About this task ▸
Output every record below exactly as it appears.

====== Excerpted data ======

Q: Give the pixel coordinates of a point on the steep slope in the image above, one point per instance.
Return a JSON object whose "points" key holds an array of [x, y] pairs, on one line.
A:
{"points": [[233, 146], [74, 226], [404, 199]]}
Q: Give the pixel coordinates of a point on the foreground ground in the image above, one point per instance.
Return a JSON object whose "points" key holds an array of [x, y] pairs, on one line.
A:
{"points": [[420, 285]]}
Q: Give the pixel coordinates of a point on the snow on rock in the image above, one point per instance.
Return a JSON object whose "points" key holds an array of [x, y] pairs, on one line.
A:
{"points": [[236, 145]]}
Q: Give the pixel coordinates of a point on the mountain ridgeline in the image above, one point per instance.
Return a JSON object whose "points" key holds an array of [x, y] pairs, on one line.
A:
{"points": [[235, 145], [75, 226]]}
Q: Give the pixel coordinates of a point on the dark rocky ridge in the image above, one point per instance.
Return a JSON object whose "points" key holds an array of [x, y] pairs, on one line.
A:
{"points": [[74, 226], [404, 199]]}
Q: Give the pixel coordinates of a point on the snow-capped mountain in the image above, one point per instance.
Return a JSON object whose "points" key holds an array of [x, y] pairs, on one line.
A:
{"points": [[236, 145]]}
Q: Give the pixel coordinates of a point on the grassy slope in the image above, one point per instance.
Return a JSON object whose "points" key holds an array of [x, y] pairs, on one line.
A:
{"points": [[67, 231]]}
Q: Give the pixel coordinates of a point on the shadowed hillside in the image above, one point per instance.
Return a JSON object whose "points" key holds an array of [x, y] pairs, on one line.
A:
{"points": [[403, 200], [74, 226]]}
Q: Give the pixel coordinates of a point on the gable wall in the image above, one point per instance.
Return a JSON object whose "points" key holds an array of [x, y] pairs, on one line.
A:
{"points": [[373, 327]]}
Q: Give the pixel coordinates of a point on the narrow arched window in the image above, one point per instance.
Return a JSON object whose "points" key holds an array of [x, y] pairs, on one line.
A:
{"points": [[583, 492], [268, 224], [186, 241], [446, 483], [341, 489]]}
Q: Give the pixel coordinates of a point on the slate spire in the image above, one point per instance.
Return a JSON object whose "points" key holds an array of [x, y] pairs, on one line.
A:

======

Exercise output ▸
Q: Give the pixel coordinates of a point on the steep slope in the image above, one point per instance.
Return a JSON object whose "points" key holds an array of [x, y] pairs, on one line.
A:
{"points": [[233, 146], [74, 226], [404, 199]]}
Q: Give the pixel coordinates of a point on the foreground ground in the image above, one point per instance.
Return a JSON object whose "points" key holds an array of [x, y] pairs, on one line.
A:
{"points": [[420, 285]]}
Q: Give the pixel coordinates of a point on the snow on rock in the image above, one point per instance.
Return a JSON object whose "points" key holds an array of [x, y] pairs, on one line.
A:
{"points": [[236, 145]]}
Q: Give the pixel coordinates of a point on the mountain ridgeline in the image above, one point per instance.
Return a JSON object whose "points" key holds an array of [x, y] pairs, on one line.
A:
{"points": [[235, 145], [75, 226]]}
Q: Give the pixel coordinates of a point on the dark rocky ridge in the image above, one point per instance.
Return a JSON object whose "points" key holds an array of [x, y] pairs, on one line.
A:
{"points": [[74, 226], [404, 199]]}
Q: Give the pixel coordinates of a point on the snow-capped mountain in the image above, one point per instance.
Return a JSON object whose "points" key holds an array of [x, y] pairs, on one line.
A:
{"points": [[236, 145]]}
Q: Give the pixel coordinates of a point on the grassy slope in the image above, one point per instance.
Return a JSON object whose "points" key holds an array of [x, y] pairs, on one line.
A:
{"points": [[67, 231]]}
Q: Give the pixel coordinates of a point on the shadowed hillside in the image above, one point per instance.
Return a JSON object whose "points" key holds an array of [x, y] pairs, on one line.
A:
{"points": [[403, 200], [74, 226]]}
Q: Give the pixel coordinates of a point on the gable wall in the image above, one point per instance.
Return a JSON object whose "points" key holds an array of [x, y] pairs, on one line.
A:
{"points": [[373, 327]]}
Q: Give the pixel coordinates of a point on the narrow arched window in the image above, one point per instance.
Return a JSON object whose "points" key holds an array of [x, y] pairs, on one line.
A:
{"points": [[583, 492], [268, 224], [186, 241], [446, 483], [341, 489]]}
Q: Give the pixel coordinates of a point on the slate spire in the image above, one point per instance.
Return a JSON object whose "points" key holds an array of [x, y] pairs, on one line.
A:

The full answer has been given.